Present the rows below as a single numbered list, omitting any blank lines.

### [RECORD LIST]
● ● ●

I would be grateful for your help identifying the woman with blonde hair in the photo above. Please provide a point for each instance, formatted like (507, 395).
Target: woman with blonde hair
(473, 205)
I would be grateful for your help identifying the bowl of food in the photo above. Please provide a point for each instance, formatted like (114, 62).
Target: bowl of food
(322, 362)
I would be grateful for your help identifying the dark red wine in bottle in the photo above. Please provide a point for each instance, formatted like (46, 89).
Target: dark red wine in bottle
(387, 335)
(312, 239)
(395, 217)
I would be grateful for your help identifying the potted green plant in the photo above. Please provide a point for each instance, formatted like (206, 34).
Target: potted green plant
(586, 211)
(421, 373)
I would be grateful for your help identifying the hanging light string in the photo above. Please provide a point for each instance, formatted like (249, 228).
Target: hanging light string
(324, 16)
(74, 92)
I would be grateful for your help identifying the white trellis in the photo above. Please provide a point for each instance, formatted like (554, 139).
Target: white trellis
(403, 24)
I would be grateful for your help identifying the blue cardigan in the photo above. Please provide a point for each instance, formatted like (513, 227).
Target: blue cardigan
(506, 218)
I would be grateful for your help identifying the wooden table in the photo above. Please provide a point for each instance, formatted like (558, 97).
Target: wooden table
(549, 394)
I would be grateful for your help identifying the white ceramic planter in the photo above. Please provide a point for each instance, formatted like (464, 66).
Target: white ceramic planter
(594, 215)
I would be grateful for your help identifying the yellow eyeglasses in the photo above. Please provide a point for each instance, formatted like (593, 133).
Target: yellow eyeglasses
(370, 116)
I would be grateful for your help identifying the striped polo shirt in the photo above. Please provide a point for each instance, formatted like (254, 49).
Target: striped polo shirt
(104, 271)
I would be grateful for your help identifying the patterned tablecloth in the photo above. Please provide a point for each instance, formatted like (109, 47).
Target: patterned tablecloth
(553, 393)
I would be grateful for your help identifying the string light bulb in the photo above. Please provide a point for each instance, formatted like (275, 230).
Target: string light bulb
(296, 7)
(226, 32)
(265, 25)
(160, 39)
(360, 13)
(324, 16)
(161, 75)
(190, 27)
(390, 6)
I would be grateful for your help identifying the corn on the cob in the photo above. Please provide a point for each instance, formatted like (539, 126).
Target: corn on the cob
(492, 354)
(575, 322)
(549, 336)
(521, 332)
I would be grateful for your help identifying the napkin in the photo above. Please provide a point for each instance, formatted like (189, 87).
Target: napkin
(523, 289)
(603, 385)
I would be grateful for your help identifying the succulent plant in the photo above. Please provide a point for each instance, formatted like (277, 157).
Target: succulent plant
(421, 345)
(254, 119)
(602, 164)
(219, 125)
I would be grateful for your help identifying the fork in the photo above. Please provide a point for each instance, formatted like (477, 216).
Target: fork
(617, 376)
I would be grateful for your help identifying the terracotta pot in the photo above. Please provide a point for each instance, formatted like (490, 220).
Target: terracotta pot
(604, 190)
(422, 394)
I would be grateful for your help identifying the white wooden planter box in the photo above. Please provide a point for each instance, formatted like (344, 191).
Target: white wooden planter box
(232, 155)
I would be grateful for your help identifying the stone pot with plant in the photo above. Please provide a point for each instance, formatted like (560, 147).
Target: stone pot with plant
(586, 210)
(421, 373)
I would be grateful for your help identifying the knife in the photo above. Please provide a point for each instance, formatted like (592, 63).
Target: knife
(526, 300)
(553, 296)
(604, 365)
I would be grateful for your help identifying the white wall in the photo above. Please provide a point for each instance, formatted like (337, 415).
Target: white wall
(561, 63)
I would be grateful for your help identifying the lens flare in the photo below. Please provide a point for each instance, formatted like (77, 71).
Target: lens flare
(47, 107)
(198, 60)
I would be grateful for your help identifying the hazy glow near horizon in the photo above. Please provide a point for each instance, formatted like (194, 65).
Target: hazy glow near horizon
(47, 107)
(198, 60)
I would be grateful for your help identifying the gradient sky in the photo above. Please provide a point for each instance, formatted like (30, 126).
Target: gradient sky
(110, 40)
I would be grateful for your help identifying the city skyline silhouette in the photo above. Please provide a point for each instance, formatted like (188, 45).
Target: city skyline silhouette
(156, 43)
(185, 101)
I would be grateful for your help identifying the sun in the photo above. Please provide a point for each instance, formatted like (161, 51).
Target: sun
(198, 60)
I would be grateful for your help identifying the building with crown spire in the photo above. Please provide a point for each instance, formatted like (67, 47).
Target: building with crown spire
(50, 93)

● ● ●

### [ANSWER FOR THIS EXERCISE]
1. I would be grateful for your help identifying the woman with blonde hair in the photo above. Please provide a point for each instance, formatted like (507, 395).
2. Target: woman with blonde hair
3. (473, 205)
4. I would be grateful for your help identifying the bowl of food in the photo above. Please provide a point for each instance, formatted like (114, 62).
5. Target: bowl of food
6. (322, 362)
7. I would be grateful for your help identifying the dark red wine in bottle in the photo above. Please provide a point for each instance, formatted like (46, 89).
8. Target: dark red wine in bottle
9. (387, 335)
10. (312, 239)
11. (395, 217)
12. I would be grateful for your help identifying the potted green plant in the photo above. Please provide a point for each instance, formatted like (206, 34).
13. Target: potted green plant
14. (586, 211)
15. (421, 373)
16. I would be grateful for your help identifying the hanging light string in the photo above. Please provide a point for each instance, formatted like (249, 228).
17. Target: hanging light string
18. (324, 16)
19. (74, 92)
20. I would be grateful for your help identifying the white trellis in the photo above. Please provide a point for each instance, formatted like (554, 139).
21. Target: white trellis
22. (403, 24)
23. I would be grateful for your help identifying the blue cardigan in the photo above. Please provide a point for each instance, formatted like (513, 227).
24. Target: blue cardigan
25. (506, 218)
26. I would be grateful for your help identifying the wooden table in the photo above. Please provide a point for each instance, formatted like (558, 97).
27. Target: wooden table
28. (549, 394)
29. I would be grateful for your help identifying the white ceramic planter in the photo above. Please provide a point for each instance, formatted like (464, 66).
30. Target: white ceramic planter
31. (594, 215)
32. I would be grateful for your help identifying the yellow eyeglasses in the photo above. Please provide a point for each instance, formatted like (593, 133).
33. Target: yellow eyeglasses
34. (370, 116)
35. I would be grateful for your help identifying the striped polo shirt in the photo above. Please provide a point for each instance, formatted like (254, 49).
36. Target: striped polo shirt
37. (104, 271)
38. I would be grateful for your help identifying the patterned tablecloth in the photo above. Please provide a point for each instance, formatted like (109, 47).
39. Target: patterned tablecloth
40. (553, 393)
41. I would be grateful for your help identifying the string light bulb in the photo above. Please provide a point for each instance, formatted like (275, 230).
42. Target: string light bulb
43. (296, 7)
44. (226, 32)
45. (265, 25)
46. (160, 39)
47. (360, 13)
48. (324, 16)
49. (161, 75)
50. (190, 27)
51. (390, 6)
52. I would be grateful for your help identifying the corn on the cob in the photo above. Please provide a point for each instance, formatted like (539, 126).
53. Target: corn on the cob
54. (492, 354)
55. (575, 322)
56. (549, 336)
57. (521, 332)
58. I would be grateful for your help identifying the napkin in the photo above. Please provide a point for each instance, formatted like (189, 87).
59. Target: napkin
60. (523, 289)
61. (603, 385)
62. I would be grateful for your help identifying the succulent plant in the photo above. Please provide a point for each instance, formatted like (277, 157).
63. Target: succulent plant
64. (421, 345)
65. (254, 119)
66. (602, 164)
67. (219, 125)
68. I would be grateful for your help identifying the fork in the photo above. Please provide a point for each instance, formatted like (477, 216).
69. Target: fork
70. (617, 376)
71. I would be grateful for your help identifying the terracotta pot in the photo above. Please provide a point for each instance, formatted like (490, 220).
72. Target: terracotta pot
73. (604, 190)
74. (422, 394)
75. I would be grateful for your help identifying the white wooden planter box in the photo above. Please provide a point for each instance, formatted like (344, 191).
76. Target: white wooden planter box
77. (232, 155)
78. I would be grateful for your help identifying the stone pot with plant in the photo above. Please provide a point for each instance, formatted like (560, 147).
79. Target: stone pot with plant
80. (586, 210)
81. (421, 373)
82. I would be grateful for your help identifying the knife in the photo above. Please provide a point for each instance, formatted like (592, 63).
83. Target: knife
84. (526, 300)
85. (553, 296)
86. (604, 365)
87. I would be grateful for your help identifying the white wall in the photo above. Please provide a point for each instance, formatted like (337, 415).
88. Target: white wall
89. (561, 63)
90. I would be grateful for your help identifying the lens flare in the photo below. Please provide a point for each instance, formatted like (77, 71).
91. Target: lens flare
92. (47, 107)
93. (198, 60)
94. I would be grateful for your help identifying the hazy glow near horizon in the photo above. Please provide a point for each instance, formatted like (194, 65).
95. Target: hazy glow near horizon
96. (47, 107)
97. (198, 60)
98. I would be grateful for your help identifying the gradient sky in the photo above. Please provide a point for each instance, formatted like (30, 126).
99. Target: gradient sky
100. (110, 40)
101. I would be grateful for your help identifying the city skyline silhouette in the photo above. Please provide a point for each instance, formatted like (188, 45).
102. Target: city skyline silhouette
103. (156, 43)
104. (185, 101)
105. I would be grateful for your help identifying the sun in the photo above. Please provide a point for each instance, formatted like (161, 51).
106. Target: sun
107. (198, 60)
108. I would be grateful for your help identifying the building with crown spire in the photo above. Please provide a point for each instance, formatted like (67, 47).
109. Target: building with crown spire
110. (50, 93)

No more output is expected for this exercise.